§ DOCUMENT TEXT:
Instrument 12 is simple, it just sets duty to 2. The 4xx effect is a vibrato, and the 1xx effect is a pitch slide from low to high pitch. Everything together make for a nice ascending vibrato.

We will simply transform the file step by step, to finally conform to our limitations. First is to flatten the instrument in the pattern, and convert the vibrato to a series of 1xx and 2xx. Here is the result:

ROW 00 : C#3 .. F ... ... ... V02 :
ROW 01 : ... .. F ... ... ... V02 :
ROW 02 : ... .. F ... ... ... V02 :
ROW 03 : ... .. F ... ... ... V02 :
ROW 04 : ... .. F 214 103 ... V02 :
ROW 05 : ... .. F ... ... ... V02 :
ROW 06 : ... .. F 114 ... ... V02 :
ROW 07 : ... .. F ... ... ... V02 :
ROW 08 : ... .. F ... ... ... V02 :
ROW 09 : ... .. F 214 ... ... V02 :
ROW 0A : ... .. F ... ... ... V02 :
ROW 0B : ... .. F ... ... ... V02 :
ROW 0C : ... .. F 114 ... ... V02 :
ROW 0D : ... .. F ... ... ... V02 :
ROW 0E : ... .. F ... ... ... V02 :
ROW 0F : ... .. F 214 ... ... V02 :
ROW 10 : ... .. F ... ... ... V02 :
ROW 11 : ... .. F ... ... ... V02 :
ROW 12 : ... .. F 114 ... ... V02 :
ROW 13 : ... .. F ... ... ... V02 :
ROW 14 : ... .. F ... ... ... V02 :
ROW 15 : ... .. F 214 ... ... V02 :
ROW 16 : ... .. F ... ... ... V02 :
ROW 17 : ... .. F ... ... ... V02 :
ROW 18 : ... .. F 114 ... ... V02 :
ROW 19 : ... .. F ... ... ... V02 :
ROW 1A : ... .. F ... ... ... V02 :
ROW 1B : ... .. F 214 ... ... V02 :
ROW 1C : ... .. F ... ... ... V02 :
ROW 1D : ... .. F ... ... ... V02 :
ROW 1E : ... .. F 114 ... ... V02 :
ROW 1F : ... .. F ... ... ... V02 :
ROW 20 : --- .. F 100 100 ... V00 :

Note that everything happens in import script's memory, we can add effect columns at will. It comes handy to avoid conflicts.

§ JOB 1: In the tracker conversion text, what kind of effect is the 4xx effect?

§ DATA PROVIDED:
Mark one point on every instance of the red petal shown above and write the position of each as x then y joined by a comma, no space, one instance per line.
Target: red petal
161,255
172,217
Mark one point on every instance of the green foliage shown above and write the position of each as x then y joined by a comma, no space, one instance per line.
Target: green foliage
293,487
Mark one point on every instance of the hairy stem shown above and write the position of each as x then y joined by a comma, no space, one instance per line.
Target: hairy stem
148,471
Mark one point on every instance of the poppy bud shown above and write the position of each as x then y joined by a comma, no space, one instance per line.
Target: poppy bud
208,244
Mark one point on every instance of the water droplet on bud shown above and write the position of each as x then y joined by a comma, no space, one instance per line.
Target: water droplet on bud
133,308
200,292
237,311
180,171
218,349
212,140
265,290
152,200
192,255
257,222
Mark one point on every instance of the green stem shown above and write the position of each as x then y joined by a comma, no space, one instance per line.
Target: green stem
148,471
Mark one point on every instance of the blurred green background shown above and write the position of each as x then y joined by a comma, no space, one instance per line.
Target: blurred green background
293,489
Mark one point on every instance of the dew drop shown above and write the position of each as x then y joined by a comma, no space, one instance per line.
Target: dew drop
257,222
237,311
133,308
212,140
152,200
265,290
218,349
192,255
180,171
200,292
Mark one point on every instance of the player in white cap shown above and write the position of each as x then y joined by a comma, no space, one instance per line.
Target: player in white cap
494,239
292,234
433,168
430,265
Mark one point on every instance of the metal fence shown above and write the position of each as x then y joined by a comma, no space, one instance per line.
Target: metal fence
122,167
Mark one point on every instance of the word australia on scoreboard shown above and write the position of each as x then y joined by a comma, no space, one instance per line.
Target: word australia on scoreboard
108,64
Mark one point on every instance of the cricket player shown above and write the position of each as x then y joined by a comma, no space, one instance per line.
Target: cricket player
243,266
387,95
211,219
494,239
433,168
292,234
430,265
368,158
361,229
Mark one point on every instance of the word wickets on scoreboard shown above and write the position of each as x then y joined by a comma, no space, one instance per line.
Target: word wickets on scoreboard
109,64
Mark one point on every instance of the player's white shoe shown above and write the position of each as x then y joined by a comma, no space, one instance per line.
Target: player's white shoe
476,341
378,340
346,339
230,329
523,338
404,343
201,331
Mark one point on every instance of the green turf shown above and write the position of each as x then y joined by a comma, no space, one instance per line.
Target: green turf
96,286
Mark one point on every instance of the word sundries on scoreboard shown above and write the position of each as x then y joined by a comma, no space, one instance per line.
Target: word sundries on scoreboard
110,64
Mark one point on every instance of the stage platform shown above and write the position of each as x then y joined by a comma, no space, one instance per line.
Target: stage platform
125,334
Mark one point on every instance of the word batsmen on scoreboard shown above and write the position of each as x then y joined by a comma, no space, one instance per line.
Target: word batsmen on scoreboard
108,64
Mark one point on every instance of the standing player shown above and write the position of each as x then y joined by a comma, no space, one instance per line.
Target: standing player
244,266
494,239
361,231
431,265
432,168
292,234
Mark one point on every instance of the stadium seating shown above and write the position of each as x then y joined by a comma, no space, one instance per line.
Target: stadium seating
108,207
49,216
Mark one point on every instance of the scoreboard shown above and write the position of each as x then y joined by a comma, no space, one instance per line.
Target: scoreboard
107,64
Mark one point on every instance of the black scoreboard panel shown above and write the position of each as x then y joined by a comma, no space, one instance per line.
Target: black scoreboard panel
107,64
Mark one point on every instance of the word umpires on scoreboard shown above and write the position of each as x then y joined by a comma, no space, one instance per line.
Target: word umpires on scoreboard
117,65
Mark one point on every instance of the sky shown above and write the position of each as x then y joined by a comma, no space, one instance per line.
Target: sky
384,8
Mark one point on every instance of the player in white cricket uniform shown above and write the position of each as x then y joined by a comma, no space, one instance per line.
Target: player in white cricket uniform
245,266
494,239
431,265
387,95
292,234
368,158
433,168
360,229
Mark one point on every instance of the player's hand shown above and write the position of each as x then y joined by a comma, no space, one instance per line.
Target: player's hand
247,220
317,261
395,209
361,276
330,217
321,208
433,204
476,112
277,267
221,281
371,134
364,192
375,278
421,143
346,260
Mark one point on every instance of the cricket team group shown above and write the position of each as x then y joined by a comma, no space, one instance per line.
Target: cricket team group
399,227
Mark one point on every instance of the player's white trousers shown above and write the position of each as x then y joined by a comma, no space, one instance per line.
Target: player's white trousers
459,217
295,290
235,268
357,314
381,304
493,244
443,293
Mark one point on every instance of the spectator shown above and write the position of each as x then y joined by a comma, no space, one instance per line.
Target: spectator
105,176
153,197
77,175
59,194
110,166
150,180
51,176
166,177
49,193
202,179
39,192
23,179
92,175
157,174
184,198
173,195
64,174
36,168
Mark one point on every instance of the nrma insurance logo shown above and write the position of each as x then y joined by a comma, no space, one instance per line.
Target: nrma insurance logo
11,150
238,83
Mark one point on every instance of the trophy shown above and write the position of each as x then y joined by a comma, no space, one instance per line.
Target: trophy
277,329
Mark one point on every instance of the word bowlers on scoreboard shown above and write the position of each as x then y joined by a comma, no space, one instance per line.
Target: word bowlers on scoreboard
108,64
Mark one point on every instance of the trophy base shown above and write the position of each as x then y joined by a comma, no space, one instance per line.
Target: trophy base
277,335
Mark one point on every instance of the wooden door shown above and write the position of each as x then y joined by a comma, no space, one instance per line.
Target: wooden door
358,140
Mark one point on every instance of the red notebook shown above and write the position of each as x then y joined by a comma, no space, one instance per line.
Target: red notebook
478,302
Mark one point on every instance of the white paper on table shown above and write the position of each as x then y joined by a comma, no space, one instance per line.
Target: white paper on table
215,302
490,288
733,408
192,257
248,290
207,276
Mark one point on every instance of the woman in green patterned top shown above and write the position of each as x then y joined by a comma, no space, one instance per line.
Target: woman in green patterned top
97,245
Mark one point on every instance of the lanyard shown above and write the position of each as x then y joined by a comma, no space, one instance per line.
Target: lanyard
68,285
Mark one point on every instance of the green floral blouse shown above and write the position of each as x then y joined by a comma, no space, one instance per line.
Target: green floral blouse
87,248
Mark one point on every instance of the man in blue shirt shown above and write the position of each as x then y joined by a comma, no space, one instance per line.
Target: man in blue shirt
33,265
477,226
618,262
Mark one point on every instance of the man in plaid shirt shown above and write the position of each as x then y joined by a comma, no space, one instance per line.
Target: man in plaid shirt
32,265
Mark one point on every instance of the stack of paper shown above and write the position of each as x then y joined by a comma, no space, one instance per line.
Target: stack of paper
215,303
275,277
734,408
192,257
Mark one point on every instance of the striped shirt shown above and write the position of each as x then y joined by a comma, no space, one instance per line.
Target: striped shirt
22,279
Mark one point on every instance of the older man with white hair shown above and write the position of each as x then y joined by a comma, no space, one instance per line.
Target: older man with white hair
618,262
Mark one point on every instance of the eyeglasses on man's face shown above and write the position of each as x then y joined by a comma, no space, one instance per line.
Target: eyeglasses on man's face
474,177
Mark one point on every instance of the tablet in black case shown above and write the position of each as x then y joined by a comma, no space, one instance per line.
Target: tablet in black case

§ JOB 2: Give the lines of the entries as a numbered list, starting at the line that contains "Mark one point on every instance of the eyeglasses" and ending at the last line of the entries, with blank lines left out.

§ FULL SOLUTION 1: A vibrato.

§ FULL SOLUTION 2:
1. Mark one point on every instance of the eyeglasses on man's face shown above and write the position of each as x then y joined by a comma, no space, one instance per line.
2. Target: eyeglasses on man's face
3. 474,177
4. Mark one point on every instance of the tablet in black case shown above and write the position of each as x then y joined by a comma, no space, one instance per line.
5. Target: tablet in black case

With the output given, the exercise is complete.